Monday, April 21, 2014

Interview with a Lemur

The lemurs of Ranomafana National Park seem to have gotten used to their protected status and lost all fear of humans. In fact, we approached one of them, a Greater Bamboo Lemur, while he was munching on a hunk of pale yellow bamboo. He kept on eating as we got closer, and finally, when we were right next to him, he looked up at us. It suddenly struck me that I could actually try to communicate with him.

"Hello," I said. "Excuse me, but do you realize that I'm your distant relative?"
It was a pretty lame opening, but still I was surprised, when he replied,

"Very distant. And we're not particularly proud of it. We see you as pretty pathetic, ground-bound as you are. I mean, Life is in the trees, man!"

Well, I saw immediately that he would be frank with me. So I decided to go directly to the subject I was most curious about.

"You know, that bamboo you're eating is a total poison to us."

"Good thing," he repied "We wouldn't want you turning it into one of your cash crops. First thing you know, it'd be genetically modified, and then when we ate it we'd probably lose our fur or grow an extra foot finger or something."

"In fact," I went on, "we're so impressed with the fact that you eat the stuff,which contains cyanide, that we call you the Greater Bamboo Lemur."

"What!!: he shouted. "You named us after what we eat!?! I mean, what about the other lemurs?"

I had to tell him that other lemurs were called ring-tail, brown, and dancing, but that he and he and his slightly more yellow cousin were called the Greater and the Golden Bamboo Lemurs.

"Ok, ok," he said. "So let's start right now be calling you humans after what you eat. Yeah, yeah. Let's make it a subspecies, so you can still breed with each other. But there's definitely the hamburger-eating human, and the friend-chicken-eating human." He was on a roll, but the next thing he said really surprised me.

"Homo sapiens hamburgensis and Homo sapiens polooleoardensis."

This lemur knew Latin??

Then he jumped up on a thick bamboo stalk and off he went.

TASK INSTRUCTIONS
a) In the lemur post, what was the Greater Bamboo Lemur eating when the writer approached him?
b) Reproduce word for word the part of the lemur post that begins at the words "The lemurs of" and ends after the words "most curious about.".
Rely only on the lemur post to do this work.

EXTRACTED RECORDS

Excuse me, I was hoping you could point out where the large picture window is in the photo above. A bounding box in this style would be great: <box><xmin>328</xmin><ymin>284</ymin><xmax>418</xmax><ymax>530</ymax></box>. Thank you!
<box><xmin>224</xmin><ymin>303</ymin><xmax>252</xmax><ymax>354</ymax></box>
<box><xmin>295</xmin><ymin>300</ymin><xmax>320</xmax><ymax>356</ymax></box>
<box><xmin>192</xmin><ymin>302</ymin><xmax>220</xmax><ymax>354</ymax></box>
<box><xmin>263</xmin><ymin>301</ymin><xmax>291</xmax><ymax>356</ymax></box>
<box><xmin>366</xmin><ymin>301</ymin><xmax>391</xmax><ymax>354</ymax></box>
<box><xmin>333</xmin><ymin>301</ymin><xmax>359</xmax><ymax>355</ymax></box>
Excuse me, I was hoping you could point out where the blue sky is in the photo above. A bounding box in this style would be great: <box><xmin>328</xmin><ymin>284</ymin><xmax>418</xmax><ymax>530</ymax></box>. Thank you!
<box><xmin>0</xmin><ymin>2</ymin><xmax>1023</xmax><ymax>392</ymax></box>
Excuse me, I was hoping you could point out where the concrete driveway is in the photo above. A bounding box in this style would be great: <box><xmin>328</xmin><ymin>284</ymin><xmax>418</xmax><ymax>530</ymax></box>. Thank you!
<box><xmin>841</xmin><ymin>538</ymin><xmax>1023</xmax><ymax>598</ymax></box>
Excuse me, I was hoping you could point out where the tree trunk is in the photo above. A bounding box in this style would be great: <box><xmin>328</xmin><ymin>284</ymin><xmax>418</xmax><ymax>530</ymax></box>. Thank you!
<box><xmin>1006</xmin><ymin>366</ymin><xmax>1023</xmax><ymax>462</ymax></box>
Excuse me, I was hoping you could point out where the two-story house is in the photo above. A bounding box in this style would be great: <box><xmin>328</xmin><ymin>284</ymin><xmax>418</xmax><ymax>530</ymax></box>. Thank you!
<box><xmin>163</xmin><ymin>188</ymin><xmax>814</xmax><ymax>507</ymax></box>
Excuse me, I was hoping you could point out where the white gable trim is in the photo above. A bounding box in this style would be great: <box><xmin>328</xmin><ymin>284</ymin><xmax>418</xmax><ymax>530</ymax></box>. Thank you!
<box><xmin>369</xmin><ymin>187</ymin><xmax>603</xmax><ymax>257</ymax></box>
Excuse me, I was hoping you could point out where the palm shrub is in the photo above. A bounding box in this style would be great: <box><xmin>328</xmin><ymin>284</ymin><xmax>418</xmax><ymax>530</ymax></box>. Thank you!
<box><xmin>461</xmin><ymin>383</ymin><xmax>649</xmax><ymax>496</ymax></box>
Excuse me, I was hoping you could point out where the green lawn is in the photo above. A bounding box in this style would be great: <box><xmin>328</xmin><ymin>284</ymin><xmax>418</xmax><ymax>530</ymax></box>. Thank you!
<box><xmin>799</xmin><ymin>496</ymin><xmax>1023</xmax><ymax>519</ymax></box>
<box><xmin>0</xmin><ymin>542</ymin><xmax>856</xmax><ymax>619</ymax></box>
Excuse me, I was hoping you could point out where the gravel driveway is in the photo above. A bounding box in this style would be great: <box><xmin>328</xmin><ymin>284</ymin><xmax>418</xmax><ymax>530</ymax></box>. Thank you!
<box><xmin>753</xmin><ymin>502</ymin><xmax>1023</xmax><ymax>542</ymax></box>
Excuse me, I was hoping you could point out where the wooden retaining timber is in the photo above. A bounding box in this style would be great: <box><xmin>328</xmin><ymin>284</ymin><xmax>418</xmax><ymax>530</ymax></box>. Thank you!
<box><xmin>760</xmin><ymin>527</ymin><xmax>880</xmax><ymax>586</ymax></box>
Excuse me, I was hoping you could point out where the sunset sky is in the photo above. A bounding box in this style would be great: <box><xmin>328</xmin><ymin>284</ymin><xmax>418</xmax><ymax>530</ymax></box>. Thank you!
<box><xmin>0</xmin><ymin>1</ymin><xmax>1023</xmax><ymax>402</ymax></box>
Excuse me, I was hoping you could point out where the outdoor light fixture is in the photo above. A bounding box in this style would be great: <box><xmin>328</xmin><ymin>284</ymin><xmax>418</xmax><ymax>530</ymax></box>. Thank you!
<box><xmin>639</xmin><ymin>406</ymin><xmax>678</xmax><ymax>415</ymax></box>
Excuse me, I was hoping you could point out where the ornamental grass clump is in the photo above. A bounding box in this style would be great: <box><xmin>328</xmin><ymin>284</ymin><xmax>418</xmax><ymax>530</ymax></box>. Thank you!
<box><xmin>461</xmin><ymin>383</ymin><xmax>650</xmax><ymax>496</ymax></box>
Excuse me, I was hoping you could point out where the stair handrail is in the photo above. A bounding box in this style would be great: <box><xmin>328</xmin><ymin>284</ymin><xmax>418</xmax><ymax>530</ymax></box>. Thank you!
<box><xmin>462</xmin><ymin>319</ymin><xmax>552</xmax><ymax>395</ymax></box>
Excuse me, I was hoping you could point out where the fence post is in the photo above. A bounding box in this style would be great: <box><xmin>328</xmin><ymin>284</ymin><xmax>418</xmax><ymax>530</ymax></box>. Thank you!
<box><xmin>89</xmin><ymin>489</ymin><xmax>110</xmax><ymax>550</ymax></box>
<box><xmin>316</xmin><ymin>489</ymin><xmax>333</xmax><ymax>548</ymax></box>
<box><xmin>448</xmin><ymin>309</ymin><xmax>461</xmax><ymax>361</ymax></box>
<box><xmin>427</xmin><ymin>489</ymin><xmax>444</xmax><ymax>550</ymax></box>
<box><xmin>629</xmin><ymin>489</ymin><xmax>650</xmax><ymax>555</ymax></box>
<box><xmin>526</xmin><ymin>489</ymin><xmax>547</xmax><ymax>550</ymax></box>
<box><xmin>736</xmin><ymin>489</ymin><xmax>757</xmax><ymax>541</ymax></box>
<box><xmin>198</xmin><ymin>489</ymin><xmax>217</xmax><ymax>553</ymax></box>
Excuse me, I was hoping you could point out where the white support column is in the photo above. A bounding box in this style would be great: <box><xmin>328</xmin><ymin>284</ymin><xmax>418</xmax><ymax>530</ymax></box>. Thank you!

SOLUTIONS TO THE PROBLEMS
a) A hunk of pale yellow bamboo.

b)
The lemurs of Ranomafana National Park seem to have gotten used to their protected status and lost all fear of humans. In fact, we approached one of them, a Greater Bamboo Lemur, while he was munching on a hunk of pale yellow bamboo. He kept on eating as we got closer, and finally, when we were right next to him, he looked up at us. It suddenly struck me that I could actually try to communicate with him.

"Hello," I said. "Excuse me, but do you realize that I'm your distant relative?"
It was a pretty lame opening, but still I was surprised, when he replied,

"Very distant. And we're not particularly proud of it. We see you as pretty pathetic, ground-bound as you are. I mean, Life is in the trees, man!"

Well, I saw immediately that he would be frank with me. So I decided to go directly to the subject I was most curious about.